Work to complete: Your task is to write out the complete listing exactly as it is shown.
** BEGIN Listed entries **
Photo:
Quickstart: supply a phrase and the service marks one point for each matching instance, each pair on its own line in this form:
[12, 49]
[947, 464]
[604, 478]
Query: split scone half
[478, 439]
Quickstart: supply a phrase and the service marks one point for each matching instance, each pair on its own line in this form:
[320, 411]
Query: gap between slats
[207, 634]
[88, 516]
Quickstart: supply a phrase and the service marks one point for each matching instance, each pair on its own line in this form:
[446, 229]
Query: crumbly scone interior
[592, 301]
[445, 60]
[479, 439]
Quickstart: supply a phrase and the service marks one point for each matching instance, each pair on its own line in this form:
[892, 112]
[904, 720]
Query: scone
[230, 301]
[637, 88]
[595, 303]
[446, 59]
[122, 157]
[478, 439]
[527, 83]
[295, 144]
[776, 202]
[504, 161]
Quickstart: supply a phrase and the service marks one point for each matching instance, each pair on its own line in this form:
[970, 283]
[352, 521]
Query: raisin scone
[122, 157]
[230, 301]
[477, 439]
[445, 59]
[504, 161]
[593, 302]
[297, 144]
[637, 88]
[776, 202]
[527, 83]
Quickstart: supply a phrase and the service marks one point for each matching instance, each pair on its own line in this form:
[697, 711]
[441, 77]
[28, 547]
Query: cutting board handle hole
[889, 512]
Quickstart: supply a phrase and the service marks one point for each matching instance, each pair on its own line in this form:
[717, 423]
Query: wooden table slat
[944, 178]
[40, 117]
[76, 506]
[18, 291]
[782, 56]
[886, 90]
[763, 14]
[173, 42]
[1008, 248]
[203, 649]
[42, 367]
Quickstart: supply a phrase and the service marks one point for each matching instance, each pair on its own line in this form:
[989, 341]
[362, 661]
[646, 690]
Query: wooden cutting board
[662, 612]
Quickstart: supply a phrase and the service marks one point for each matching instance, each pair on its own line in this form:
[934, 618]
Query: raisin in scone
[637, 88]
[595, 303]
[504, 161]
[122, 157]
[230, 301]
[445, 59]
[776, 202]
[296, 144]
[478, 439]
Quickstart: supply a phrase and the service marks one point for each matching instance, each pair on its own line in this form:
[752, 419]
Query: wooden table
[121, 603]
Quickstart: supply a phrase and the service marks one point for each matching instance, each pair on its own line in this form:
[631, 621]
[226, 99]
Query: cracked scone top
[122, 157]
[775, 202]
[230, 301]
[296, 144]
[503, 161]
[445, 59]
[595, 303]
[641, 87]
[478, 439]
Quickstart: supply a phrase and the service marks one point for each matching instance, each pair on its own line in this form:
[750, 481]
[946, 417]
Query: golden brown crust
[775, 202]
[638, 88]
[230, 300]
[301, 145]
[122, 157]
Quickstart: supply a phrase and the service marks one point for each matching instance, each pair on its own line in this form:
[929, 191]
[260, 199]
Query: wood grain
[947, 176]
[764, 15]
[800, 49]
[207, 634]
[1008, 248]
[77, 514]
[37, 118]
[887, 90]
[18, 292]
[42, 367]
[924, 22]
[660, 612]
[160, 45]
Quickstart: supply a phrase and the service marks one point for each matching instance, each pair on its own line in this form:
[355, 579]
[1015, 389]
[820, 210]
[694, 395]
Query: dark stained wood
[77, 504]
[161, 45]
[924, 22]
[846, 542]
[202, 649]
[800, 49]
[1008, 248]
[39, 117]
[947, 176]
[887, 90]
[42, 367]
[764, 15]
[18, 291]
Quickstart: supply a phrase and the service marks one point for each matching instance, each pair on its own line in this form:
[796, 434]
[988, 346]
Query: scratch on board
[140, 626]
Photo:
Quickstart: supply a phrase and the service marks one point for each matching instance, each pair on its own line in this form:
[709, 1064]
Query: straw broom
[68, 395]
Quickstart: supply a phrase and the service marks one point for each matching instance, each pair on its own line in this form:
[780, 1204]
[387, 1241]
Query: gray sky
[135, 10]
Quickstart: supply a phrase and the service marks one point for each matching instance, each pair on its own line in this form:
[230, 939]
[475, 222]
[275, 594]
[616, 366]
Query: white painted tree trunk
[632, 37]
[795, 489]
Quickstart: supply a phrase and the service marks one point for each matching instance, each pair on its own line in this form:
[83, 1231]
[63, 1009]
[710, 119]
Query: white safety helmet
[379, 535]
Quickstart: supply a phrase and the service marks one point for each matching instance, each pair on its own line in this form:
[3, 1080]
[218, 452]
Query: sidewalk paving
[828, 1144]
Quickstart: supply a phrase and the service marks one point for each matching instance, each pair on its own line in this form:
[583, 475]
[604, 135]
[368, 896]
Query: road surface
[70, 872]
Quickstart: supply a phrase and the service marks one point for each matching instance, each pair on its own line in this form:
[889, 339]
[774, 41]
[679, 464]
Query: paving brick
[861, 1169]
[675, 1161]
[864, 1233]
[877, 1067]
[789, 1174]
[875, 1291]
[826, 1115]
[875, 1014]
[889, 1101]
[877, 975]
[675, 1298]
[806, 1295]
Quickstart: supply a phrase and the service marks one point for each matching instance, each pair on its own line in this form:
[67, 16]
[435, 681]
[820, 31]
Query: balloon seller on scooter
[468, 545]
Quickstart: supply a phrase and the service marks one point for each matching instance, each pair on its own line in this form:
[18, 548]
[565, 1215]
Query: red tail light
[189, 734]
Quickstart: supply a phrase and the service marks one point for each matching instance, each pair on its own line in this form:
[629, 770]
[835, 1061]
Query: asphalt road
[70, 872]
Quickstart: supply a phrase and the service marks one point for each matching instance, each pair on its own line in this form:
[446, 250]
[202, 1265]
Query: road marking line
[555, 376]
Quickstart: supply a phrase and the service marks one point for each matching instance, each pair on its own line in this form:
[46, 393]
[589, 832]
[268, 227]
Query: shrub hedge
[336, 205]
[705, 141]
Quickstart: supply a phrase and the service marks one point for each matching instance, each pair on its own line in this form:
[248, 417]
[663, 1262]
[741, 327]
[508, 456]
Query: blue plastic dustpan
** END Listed entries **
Written response:
Photo:
Quickstart: supply a phrase and the service marks one point for each matching instance, each pair on its own line in this form:
[12, 49]
[947, 464]
[604, 478]
Query: split scone half
[478, 439]
Quickstart: supply a phrase and the service marks one point for each matching instance, each pair on its own line in this form:
[320, 411]
Query: gap between slats
[207, 634]
[88, 516]
Quickstart: supply a phrase and the service marks one point for each matching instance, each pair on its own line in this form:
[446, 229]
Query: crumbly scone interior
[592, 301]
[445, 60]
[479, 439]
Quickstart: supply a phrase and the service marks one point for each matching instance, each pair on its own line in this form:
[892, 112]
[904, 720]
Query: scone
[230, 301]
[637, 88]
[595, 303]
[446, 59]
[122, 157]
[478, 439]
[527, 83]
[295, 144]
[776, 202]
[504, 161]
Quickstart: supply a phrase and the service marks one point for each matching instance, each pair on its own line in this form:
[970, 283]
[352, 521]
Query: raisin scone
[122, 157]
[230, 301]
[477, 439]
[445, 59]
[504, 161]
[593, 302]
[297, 144]
[637, 88]
[776, 202]
[527, 83]
Quickstart: supply a phrase and the service marks one point for each matching instance, each pair on its own line in this form:
[697, 711]
[441, 77]
[28, 547]
Query: cutting board handle hole
[889, 512]
Quickstart: supply a phrase and the service marks one point for each matching instance, each pair on its own line in this form:
[717, 423]
Query: wooden table slat
[944, 178]
[40, 117]
[76, 506]
[18, 291]
[782, 56]
[886, 90]
[763, 14]
[173, 42]
[1008, 248]
[203, 649]
[42, 367]
Quickstart: supply a phrase and the service marks one point for each matching instance, each pair on its own line in this form:
[989, 341]
[362, 661]
[646, 690]
Query: wooden cutting board
[662, 612]
Quickstart: supply a phrase and the service marks one point for each matching instance, each pair on its own line in this form:
[934, 618]
Query: raisin in scone
[637, 88]
[595, 303]
[504, 161]
[122, 157]
[230, 301]
[445, 59]
[776, 202]
[296, 144]
[478, 439]
Quickstart: supply a phrase and the service marks one point for each matching instance, each pair on its own line in this form:
[752, 419]
Query: wooden table
[121, 603]
Quickstart: supply a phrase and the service marks one point for each matching instance, each pair on its own line in this form:
[631, 621]
[226, 99]
Query: cracked scone top
[122, 157]
[775, 202]
[230, 301]
[296, 144]
[503, 161]
[445, 59]
[595, 303]
[641, 87]
[478, 439]
Quickstart: supply a phrase and the service marks one point for each matching instance, each pair on its own line in this form:
[750, 481]
[946, 417]
Query: golden brown crust
[775, 202]
[638, 88]
[230, 300]
[301, 145]
[122, 157]
Quickstart: supply a phrase and the service marks one point for each matching instance, each pair on its own line in this form:
[929, 191]
[260, 199]
Query: wood grain
[947, 176]
[764, 15]
[800, 49]
[207, 634]
[1008, 248]
[77, 514]
[37, 118]
[887, 90]
[18, 292]
[42, 367]
[924, 22]
[660, 612]
[160, 45]
Quickstart: supply a phrase and the service marks one point for each matching instance, each pair on its own line in this form:
[355, 579]
[1015, 389]
[820, 210]
[694, 395]
Query: dark stained wood
[77, 504]
[161, 45]
[924, 22]
[846, 542]
[202, 649]
[800, 49]
[1008, 248]
[39, 117]
[947, 176]
[887, 90]
[42, 367]
[764, 15]
[18, 291]
Quickstart: supply a phrase and the service marks one point for each matching instance, each pair on its own line in this form:
[796, 434]
[988, 346]
Query: scratch on board
[140, 626]
Photo:
Quickstart: supply a phrase and the service marks one point for each matching instance, each pair on its own line in this form:
[709, 1064]
Query: straw broom
[68, 395]
Quickstart: supply a phrase and the service marks one point for each matching instance, each pair on its own line in this form:
[780, 1204]
[387, 1241]
Query: gray sky
[135, 10]
Quickstart: supply a phrase and the service marks one point for each matching instance, each pair on its own line in this form:
[230, 939]
[475, 222]
[275, 594]
[616, 366]
Query: white painted tree trunk
[632, 37]
[795, 489]
Quickstart: supply a phrase and the service marks one point for each matching instance, each pair on its own line in this form:
[83, 1231]
[63, 1009]
[710, 119]
Query: white safety helmet
[379, 535]
Quickstart: supply a phrase and the service marks one point for each matching instance, each pair on its own line in this form:
[3, 1080]
[218, 452]
Query: sidewalk paving
[828, 1144]
Quickstart: supply a phrase and the service marks one point for each matching instance, each pair on its own line in this form:
[583, 475]
[604, 135]
[368, 896]
Query: road surface
[70, 872]
Quickstart: supply a phrase and the service marks one point for each matching instance, each pair on its own line in this form:
[889, 339]
[774, 41]
[679, 464]
Query: paving brick
[861, 1169]
[675, 1161]
[864, 1233]
[877, 1067]
[789, 1174]
[875, 1291]
[826, 1115]
[875, 1014]
[889, 1101]
[877, 975]
[675, 1298]
[806, 1295]
Quickstart: supply a phrase and the service marks one point for each matching instance, each pair on its own line in this form:
[67, 16]
[435, 681]
[820, 31]
Query: balloon seller on scooter
[468, 545]
Quickstart: supply a phrase and the service marks one point for each matching instance, each pair on its own line in this form:
[18, 548]
[565, 1215]
Query: red tail light
[189, 734]
Quickstart: supply a phrase and the service marks one point for each matching instance, each pair on its own line in this form:
[629, 770]
[835, 1061]
Query: asphalt road
[70, 872]
Quickstart: supply a phrase and the service marks one point for each matching instance, each pair on its own line in this form:
[446, 250]
[202, 1265]
Query: road marking line
[555, 376]
Quickstart: supply a phrase and the service marks one point for each matching instance, each pair on its own line in this form:
[46, 393]
[589, 832]
[268, 227]
Query: shrub hedge
[336, 205]
[705, 141]
Quickstart: supply a phrase and the service marks one point for each matching instance, each pair on its own line in this form:
[248, 417]
[663, 1262]
[741, 327]
[508, 456]
Query: blue plastic dustpan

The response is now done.